- **Work request 1**: Using the insect-board passage, decide whether each statement agrees with it: (a) the writer would check keyword strings such as "entomology board"; (b) the writer proposes replacing the wood surface with metal; (c) glassine paper is named among the related items. Give yes or no for each, with the deciding words quoted exactly.
- **Work request 2**: Reproduce the stretch of the insect-board passage from "But maybe I’ve" through "ease of use.".

So, hypothetically if I were selling these boards and only these boards, I’d keep an eye out for competitors who decided to sell insect boards too. I might continually check up on keyword strings like “insect spreading board” or “butterfly pinning board” or “entomology board.”
I’d look out for product improvements as well – maybe produce an adjustable instead of stationary board, or change the composition of the wood surface to better accept and hold pins. Maybe I create variations with different sizes, adjustable/stationary options, or even colors.
But maybe I’ve gotten such bad tunnel vision that all I focus on are the boards. I completely miss the other related and very relevant items to my audience: the forceps required to handle the insects, the glassine paper for pinning the wings down, the pins themselves, the shadow boxes to display them in – even the little cards for labeling the specimens, or a desk-mounted magnifying glass for ease of use.

- **Supplied material**:

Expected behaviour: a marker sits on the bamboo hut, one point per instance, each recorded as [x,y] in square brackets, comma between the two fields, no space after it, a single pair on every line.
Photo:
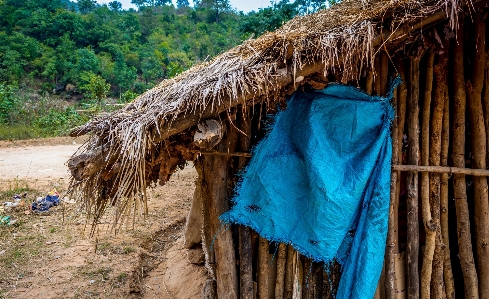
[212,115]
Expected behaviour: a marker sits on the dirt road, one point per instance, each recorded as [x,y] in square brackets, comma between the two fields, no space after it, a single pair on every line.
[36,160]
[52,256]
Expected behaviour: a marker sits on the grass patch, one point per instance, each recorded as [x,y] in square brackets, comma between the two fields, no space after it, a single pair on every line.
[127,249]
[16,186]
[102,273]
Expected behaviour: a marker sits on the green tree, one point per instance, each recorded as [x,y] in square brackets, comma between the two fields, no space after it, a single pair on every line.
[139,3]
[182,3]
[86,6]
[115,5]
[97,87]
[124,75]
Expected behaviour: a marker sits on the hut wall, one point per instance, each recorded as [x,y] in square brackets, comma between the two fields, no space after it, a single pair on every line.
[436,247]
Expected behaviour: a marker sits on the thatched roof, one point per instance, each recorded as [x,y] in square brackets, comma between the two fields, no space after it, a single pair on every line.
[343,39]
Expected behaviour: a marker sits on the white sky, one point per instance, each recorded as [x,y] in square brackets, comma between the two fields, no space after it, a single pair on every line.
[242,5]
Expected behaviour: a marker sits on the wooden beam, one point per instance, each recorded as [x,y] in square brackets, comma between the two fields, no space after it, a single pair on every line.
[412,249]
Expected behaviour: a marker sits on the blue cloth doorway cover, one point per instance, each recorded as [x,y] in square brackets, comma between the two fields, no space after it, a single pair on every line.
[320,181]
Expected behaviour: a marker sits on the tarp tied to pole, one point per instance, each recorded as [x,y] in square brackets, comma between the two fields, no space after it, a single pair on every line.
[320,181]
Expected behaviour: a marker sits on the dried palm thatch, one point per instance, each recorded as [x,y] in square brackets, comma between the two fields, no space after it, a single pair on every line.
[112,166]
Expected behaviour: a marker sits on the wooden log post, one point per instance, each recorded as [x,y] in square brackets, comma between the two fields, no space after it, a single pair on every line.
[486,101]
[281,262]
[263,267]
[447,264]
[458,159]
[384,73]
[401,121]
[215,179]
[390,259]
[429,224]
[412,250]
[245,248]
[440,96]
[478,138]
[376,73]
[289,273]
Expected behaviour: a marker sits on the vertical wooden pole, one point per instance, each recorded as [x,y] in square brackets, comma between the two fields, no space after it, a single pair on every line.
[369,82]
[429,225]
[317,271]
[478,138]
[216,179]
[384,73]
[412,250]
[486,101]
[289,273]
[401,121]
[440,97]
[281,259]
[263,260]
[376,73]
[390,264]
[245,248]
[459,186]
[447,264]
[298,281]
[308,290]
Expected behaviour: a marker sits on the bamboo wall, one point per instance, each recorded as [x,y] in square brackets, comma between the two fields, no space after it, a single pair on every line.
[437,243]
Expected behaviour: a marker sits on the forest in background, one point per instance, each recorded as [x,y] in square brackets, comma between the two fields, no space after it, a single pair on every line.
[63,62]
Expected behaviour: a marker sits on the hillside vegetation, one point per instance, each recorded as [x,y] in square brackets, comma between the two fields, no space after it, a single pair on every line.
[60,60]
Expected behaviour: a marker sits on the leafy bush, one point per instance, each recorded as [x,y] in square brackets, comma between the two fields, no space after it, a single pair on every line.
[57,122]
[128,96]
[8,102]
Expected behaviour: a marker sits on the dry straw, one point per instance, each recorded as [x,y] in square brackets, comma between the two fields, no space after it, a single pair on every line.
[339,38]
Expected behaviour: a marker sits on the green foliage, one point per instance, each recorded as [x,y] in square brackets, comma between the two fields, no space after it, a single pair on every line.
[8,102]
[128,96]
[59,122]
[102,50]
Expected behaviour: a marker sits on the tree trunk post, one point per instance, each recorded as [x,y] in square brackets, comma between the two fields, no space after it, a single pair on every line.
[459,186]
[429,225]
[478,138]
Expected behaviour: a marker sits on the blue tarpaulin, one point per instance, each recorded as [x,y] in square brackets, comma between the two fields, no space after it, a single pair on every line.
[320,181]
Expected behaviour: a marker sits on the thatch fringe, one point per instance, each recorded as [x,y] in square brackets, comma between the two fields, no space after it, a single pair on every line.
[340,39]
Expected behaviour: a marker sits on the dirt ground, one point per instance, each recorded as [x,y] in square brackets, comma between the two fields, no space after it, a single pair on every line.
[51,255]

- **Written reply 1**:
(a) Yes: "I might continually check up on keyword strings like “insect spreading board” or “butterfly pinning board” or “entomology board.”"
(b) No: "change the composition of the wood surface to better accept and hold pins"
(c) Yes: "the glassine paper for pinning the wings down"

- **Written reply 2**:
But maybe I’ve gotten such bad tunnel vision that all I focus on are the boards. I completely miss the other related and very relevant items to my audience: the forceps required to handle the insects, the glassine paper for pinning the wings down, the pins themselves, the shadow boxes to display them in – even the little cards for labeling the specimens, or a desk-mounted magnifying glass for ease of use.